■ Set problem
Could you show me every line in the material below that contains the string "report", copying each line in full? Matching is case-sensitive.
[Rows start]
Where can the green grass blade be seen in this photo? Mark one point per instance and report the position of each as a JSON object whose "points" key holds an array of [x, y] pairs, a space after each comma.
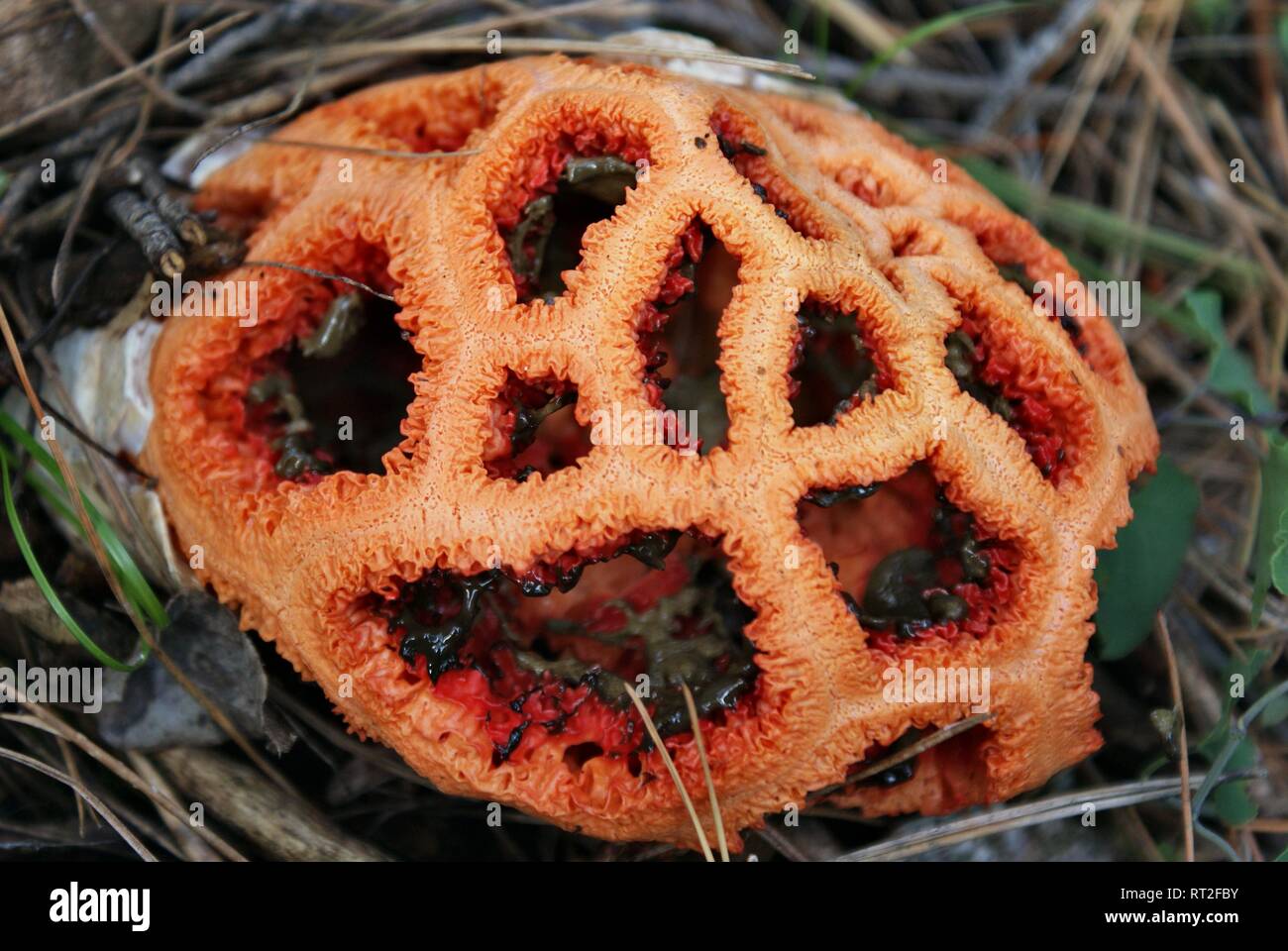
[Rows end]
[Rows start]
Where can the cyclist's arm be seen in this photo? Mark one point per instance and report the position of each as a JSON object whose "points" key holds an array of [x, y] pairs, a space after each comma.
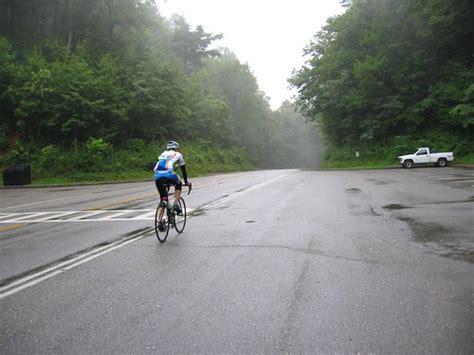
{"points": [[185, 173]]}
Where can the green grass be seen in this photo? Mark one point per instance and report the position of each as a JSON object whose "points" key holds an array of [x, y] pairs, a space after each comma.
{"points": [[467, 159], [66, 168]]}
[Rows end]
[Rows start]
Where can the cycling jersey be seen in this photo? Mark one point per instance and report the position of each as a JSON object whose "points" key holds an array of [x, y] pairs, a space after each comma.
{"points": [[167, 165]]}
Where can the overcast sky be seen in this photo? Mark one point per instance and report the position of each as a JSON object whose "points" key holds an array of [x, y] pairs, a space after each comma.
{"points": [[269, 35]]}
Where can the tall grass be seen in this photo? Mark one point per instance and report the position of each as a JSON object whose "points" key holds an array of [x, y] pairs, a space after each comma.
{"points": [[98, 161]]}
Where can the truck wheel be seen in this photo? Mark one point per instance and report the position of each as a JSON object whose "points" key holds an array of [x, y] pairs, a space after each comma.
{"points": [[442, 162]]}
[Rows end]
■ Reply to the exercise
Where can the green grass blade be seen in this photo? Mark one point per instance and report the position of each as a JSON object whose "points" key holds an array of [x, y] pairs, a space after each comma.
Where can the cyclist's arm be seen in this photo? Mark one point per instance and report the position of each as a JSON object whose "points" key holds an array of [x, y] pairs, a space after each comma.
Where can the green grass be seen in this photo? Mark one point per instance and report the position of each as a JSON object whose "points" key holds an array of [x, y] pairs, a space after each comma.
Where can the cycling jersey be seen in this photo? Mark one point per instance and report the position of each as a JSON object whose "points" key holds an array of [x, y] pairs, a space after each comma.
Where can the overcast sky be seen in this photo? Mark one point per instance and report the position of each as a JSON object whose "points" key holds an array of [x, y] pairs, a space after each comma.
Where can the tall grass be seen in this photo? Mark one point per instance and report the position of each as a JSON object whose "points" key holds an array of [x, y] pairs, a space after each comma.
Where can the truck wheel be seen in this photo? Mark one point per instance and report the position of each as a JSON object whose "points" key holds an array of [x, y] pairs, a space after each comma.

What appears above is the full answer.